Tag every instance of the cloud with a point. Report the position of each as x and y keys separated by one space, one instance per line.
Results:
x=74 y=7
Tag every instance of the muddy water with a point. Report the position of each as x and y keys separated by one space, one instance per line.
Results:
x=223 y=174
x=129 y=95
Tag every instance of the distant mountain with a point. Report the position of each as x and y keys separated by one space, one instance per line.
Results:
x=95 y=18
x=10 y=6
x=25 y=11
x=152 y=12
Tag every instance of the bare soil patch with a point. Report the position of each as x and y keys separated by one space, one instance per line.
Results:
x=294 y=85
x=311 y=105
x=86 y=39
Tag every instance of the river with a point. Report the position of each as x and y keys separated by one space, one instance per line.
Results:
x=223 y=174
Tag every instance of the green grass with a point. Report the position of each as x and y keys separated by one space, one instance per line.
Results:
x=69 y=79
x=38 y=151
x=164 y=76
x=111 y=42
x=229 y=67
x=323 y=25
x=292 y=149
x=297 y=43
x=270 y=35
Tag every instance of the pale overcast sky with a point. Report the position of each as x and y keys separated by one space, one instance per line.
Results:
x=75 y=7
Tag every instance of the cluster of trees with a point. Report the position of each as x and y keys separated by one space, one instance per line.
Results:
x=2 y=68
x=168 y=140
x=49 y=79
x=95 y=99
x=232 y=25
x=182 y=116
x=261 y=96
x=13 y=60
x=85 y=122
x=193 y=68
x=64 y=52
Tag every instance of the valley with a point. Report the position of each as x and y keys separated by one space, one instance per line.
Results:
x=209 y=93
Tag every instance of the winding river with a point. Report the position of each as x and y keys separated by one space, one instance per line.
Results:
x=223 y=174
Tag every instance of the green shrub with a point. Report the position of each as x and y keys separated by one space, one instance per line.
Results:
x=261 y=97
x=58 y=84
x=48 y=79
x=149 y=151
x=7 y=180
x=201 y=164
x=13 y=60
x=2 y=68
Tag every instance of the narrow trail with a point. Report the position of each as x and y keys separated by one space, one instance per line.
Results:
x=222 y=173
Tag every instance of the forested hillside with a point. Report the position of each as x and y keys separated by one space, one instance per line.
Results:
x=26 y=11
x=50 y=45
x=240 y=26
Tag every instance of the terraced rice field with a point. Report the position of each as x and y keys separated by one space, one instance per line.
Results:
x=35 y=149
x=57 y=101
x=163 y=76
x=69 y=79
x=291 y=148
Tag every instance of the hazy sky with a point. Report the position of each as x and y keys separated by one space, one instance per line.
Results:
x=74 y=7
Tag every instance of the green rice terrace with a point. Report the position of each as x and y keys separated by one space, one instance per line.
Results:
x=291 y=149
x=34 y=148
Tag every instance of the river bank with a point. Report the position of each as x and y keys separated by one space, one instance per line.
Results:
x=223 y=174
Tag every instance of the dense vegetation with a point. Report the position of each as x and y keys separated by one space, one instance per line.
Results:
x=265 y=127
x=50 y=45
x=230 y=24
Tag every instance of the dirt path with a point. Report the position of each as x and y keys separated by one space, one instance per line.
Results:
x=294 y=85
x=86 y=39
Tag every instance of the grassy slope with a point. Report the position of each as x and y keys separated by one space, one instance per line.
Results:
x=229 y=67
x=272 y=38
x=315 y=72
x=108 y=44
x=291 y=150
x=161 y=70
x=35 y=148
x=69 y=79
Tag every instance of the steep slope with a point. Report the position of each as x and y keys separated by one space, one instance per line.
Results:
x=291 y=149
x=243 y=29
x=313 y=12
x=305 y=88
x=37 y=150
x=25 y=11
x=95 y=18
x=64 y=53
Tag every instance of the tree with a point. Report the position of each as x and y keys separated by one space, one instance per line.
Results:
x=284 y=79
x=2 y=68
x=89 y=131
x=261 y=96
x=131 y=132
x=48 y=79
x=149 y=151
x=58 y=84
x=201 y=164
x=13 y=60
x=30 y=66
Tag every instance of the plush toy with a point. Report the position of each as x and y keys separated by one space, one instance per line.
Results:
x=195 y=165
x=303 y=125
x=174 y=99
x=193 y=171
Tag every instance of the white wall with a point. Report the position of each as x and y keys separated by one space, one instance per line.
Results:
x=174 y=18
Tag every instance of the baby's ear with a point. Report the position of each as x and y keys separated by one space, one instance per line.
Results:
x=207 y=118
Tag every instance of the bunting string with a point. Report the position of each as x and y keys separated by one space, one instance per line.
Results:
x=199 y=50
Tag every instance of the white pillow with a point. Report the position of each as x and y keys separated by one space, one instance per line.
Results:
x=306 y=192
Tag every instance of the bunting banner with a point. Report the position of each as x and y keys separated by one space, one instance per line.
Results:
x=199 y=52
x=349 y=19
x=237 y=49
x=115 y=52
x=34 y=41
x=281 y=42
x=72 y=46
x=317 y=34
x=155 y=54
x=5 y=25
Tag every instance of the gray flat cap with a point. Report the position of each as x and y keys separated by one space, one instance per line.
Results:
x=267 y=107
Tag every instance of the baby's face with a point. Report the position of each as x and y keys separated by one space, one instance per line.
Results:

#### [What is required]
Repeat all the material exactly as it stands.

#### [Expected answer]
Tag every instance of the cloud with a point. Report the position of each as x and y keys separated by one space, one instance per line.
Results:
x=74 y=7
Tag every instance of the muddy water with a point. Report the position of each as x and y keys separated by one space, one instance per line.
Results:
x=223 y=174
x=129 y=95
Tag every instance of the distant mountain with a point. Report the position of each as x and y keys separated by one space, one instance per line.
Results:
x=95 y=18
x=10 y=6
x=25 y=11
x=152 y=12
Tag every instance of the bare soil patch with a point. Report the position of each as x and y keys separated by one space, one instance per line.
Results:
x=294 y=85
x=311 y=105
x=86 y=39
Tag every instance of the river with a point. Report the position of each as x and y keys separated by one space, one instance per line.
Results:
x=223 y=174
Tag every instance of the green grass with a point. Report the position of each as x and y keys separated by one space, one instance per line.
Results:
x=69 y=79
x=38 y=151
x=164 y=76
x=111 y=42
x=229 y=67
x=323 y=25
x=292 y=149
x=297 y=43
x=270 y=35
Tag every instance of the pale overcast sky with a point. Report the position of each as x and y keys separated by one space, one instance per line.
Results:
x=75 y=7
Tag every instance of the cluster of trees with a point. Report the position of each as x and y keys separated by one space, one instance per line.
Results:
x=2 y=68
x=168 y=140
x=49 y=79
x=95 y=99
x=232 y=25
x=182 y=116
x=261 y=96
x=13 y=60
x=85 y=122
x=193 y=68
x=64 y=52
Tag every instance of the valley with a point. Report the position of each as x and y keys separated by one space, one instance per line.
Results:
x=209 y=93
Tag every instance of the winding river with a point. Report the position of each as x and y keys separated by one space, one instance per line.
Results:
x=223 y=174
Tag every instance of the green shrub with a point. Report the position of each as x and y keys separated by one space, one instance per line.
Results:
x=261 y=97
x=58 y=84
x=48 y=79
x=149 y=151
x=7 y=180
x=201 y=164
x=13 y=60
x=2 y=68
Tag every instance of the narrow trail with a point. Report the position of each as x and y keys separated by one space, one instance per line.
Results:
x=222 y=173
Tag every instance of the forested hillside with a point. Report the position of each as x and y keys separated by one space, one instance per line.
Results:
x=26 y=11
x=50 y=45
x=240 y=26
Tag every instance of the terraced rice field with a point. Report the position of each as x and y keys separated by one space, one instance per line.
Results:
x=35 y=149
x=57 y=101
x=163 y=76
x=69 y=79
x=291 y=148
Tag every instance of the hazy sky with a point. Report the position of each as x and y keys separated by one space, one instance per line.
Results:
x=74 y=7
Tag every instance of the green rice terrace with a point. Report the position of each as x and y keys separated by one space, one instance per line.
Results:
x=291 y=149
x=34 y=148
Tag every instance of the river bank with a point. Report the position of each as x and y keys separated by one space, one instance per line.
Results:
x=223 y=174
Tag every instance of the dense vegetation with a point. Report the position of each as x and y keys separated by one space, one instance per line.
Results:
x=265 y=127
x=50 y=45
x=230 y=24
Tag every instance of the dirt path with a point. Report the position of each as x and y keys separated by one space, one instance per line.
Results:
x=294 y=85
x=86 y=39
Tag every instance of the grassy slope with a point. Report the position of each as x and y keys separated by one space, one instance per line.
Results:
x=229 y=67
x=272 y=38
x=315 y=72
x=108 y=44
x=291 y=150
x=161 y=70
x=35 y=148
x=69 y=79
Tag every instance of the steep slope with a point. Report the position of each as x and y keys separated by one space, one instance per line.
Results:
x=291 y=149
x=243 y=29
x=313 y=12
x=305 y=88
x=37 y=150
x=25 y=11
x=95 y=18
x=64 y=53
Tag every instance of the tree with a point. Report the position of each as x and y keys separated by one space, one instance per line.
Results:
x=284 y=79
x=2 y=68
x=89 y=131
x=261 y=96
x=131 y=132
x=48 y=79
x=149 y=151
x=58 y=84
x=201 y=164
x=13 y=60
x=30 y=66
Tag every instance of the plush toy with a point. Report the position of each as x and y keys separated by one space, one instance per line.
Results:
x=195 y=165
x=303 y=125
x=174 y=99
x=193 y=171
Tag every instance of the white wall with a point. Report the position of each as x and y keys separated by one space, one instance per line.
Results:
x=174 y=18
Tag every instance of the baby's ear with a point. Report the position of each as x and y keys separated by one space, one instance per line.
Results:
x=207 y=118
Tag every instance of the bunting string with a point. Report the position of each as x and y keys separated by one space, one instance per line.
Results:
x=199 y=50
Tag every instance of the white pillow with a point. Report the position of each as x and y keys separated by one space, one instance per line.
Results:
x=306 y=192
Tag every instance of the bunting banner with a point. Report the position of each as x and y keys separated by one space, one instance per line.
Results:
x=199 y=52
x=349 y=19
x=237 y=49
x=115 y=52
x=34 y=41
x=281 y=42
x=72 y=46
x=317 y=34
x=155 y=54
x=5 y=25
Tag every instance of the gray flat cap with a point. Report the position of each as x and y keys separated by one space, one instance per line.
Results:
x=267 y=107
Tag every instance of the baby's face with a point. Report the position of each as x and y keys separated by one space, one instance per line.
Results:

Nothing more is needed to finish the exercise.